Siamo abituati ad accettare i danni alle strutture artificiali come una conseguenza inevitabile dei terremoti, che ci ricordano la nostra posizione insignificante nell’ordine geologico delle cose. Cos’è in fondo l’uomo, dinnanzi alla preponderante essenza della natura? Nient’altro che un buco nel muro del mondo, una crepa nel soffitto del tempo, una spaccatura nel marciapiede delle circostanze. Nel contempo, tuttavia, sarebbe difficile mettere allo stesso piano questo pianeta, la cosa inanimata più grande ed importante delle nostre intere intere vite di esseri dotati di una briciola di raziocinio. “Non si spostano nemmeno le montagne” Si usa dire, oppure: “Loda il mare e tieniti alla terra” quasi a voler confermare che non c’è nulla di più certo, immutabile e solido delle linee che percorrono le nostre mappe, valide oggi come al tempo di Gerardo Mercatore, se soltanto quest’ultimo avesse avuto lo strumento della localizzazione GPS… Eppure, basta guardarle queste raffigurazioni geografiche, per iniziare a sospettare che non sia per niente così così. Le Americhe sono due ammassi frastagliati, collegati da un’istmo colossale stretto e contorto; il Giappone è un pezzo d’Asia messo da parte, separato con il colpo di una spada colossale; l’India, una pinna di squalo all’incontrario, sospesa in un oceano costellato di vulcani. In ciascuna di queste terre, e molte altre assieme ad esse, è possibile notare l’influsso dei processi geologici stessi, la deriva dei continenti che ebbe origine con la creazione del nostro sferoide rotante, che non ebbe mai lo stesso aspetto al termine di un secolo o un eone.
Ebbene continuando a muoverci verso occidente, in questo viaggio con lo sguardo sopra un grosso mappamondo, incontriamo necessariamente questo luogo. Non c’è n’è alcun altro simile, per quanto ne sappiamo, così profondo rispetto al livello del mare (-155 metri) e delimitato da ripide pareti che corrispondono nei fatti allo spessore della crosta terrestre africana. Al confine tra l’Eritrea e lo stato del Gibuti, dove il Corno d’Africa si estende per formare il golfo di Aden, c’è un territorio inospitale in cui s’incontrano tre placche: la Somala, l’Indiana e l’Araba. Così nel cuore di un territorio arido, il deserto di Danakil, si verifica la condizione atipica di una giunzione continentale sulla terra ferma, analoga a quella delle dorsali che corrispondono all’Islanda o alle Hawaii, ma ancor più eccezionale se vogliamo, in quanto tripartita. Ed è proprio qui, tra le sabbie quasi eterne, che sorge la catena di monti e fiamme occupante un’area di 2350 Km quadrati di nome Erta Ale, a cui appartiene il vulcano attivo di Dabbahu. Che il 26 settembre del 2005 eruttò sonoramente in concomitanza con un grave terremoto. Al termine del quale, nel suolo dell’avvallamento antistante comparve istantaneamente una nuova crepa estesa per 60 Km e larga 8 metri. Profonda, a seconda del punto preso in esame, fino all’equivalente di un palazzo di 25 piani. Un suono sepolcrale riecheggiò per la radura. Quindi, migliaia di tonnellate di suolo magmatico furono scaraventate verso il cielo, per poi ricadere seppellendo pecore e cammelli, gli armenti delle coraggiose popolazioni che abitano in questi luoghi… Non molto accoglienti. Dove prima c’era un tutt’uno, adesso sussistevano due lembi, con al centro un ripido fossato. L’Africa aveva iniziato a spaccarsi in due.

--*--

Cosa fare:
Elenca tutte le placche che, secondo il testo sulla spaccatura dell'Africa, s'incontrano al confine tra l'Eritrea e lo stato del Gibuti.

Dati grezzi:
--*--

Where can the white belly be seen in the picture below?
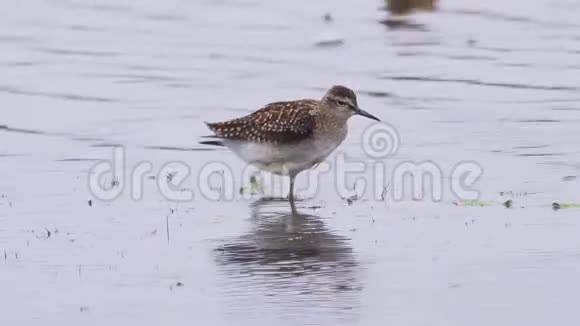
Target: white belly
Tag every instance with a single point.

--*--

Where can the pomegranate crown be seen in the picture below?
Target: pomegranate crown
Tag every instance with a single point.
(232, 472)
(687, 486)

--*--

Compito svolto:
- la Somala
- l'Indiana
- l'Araba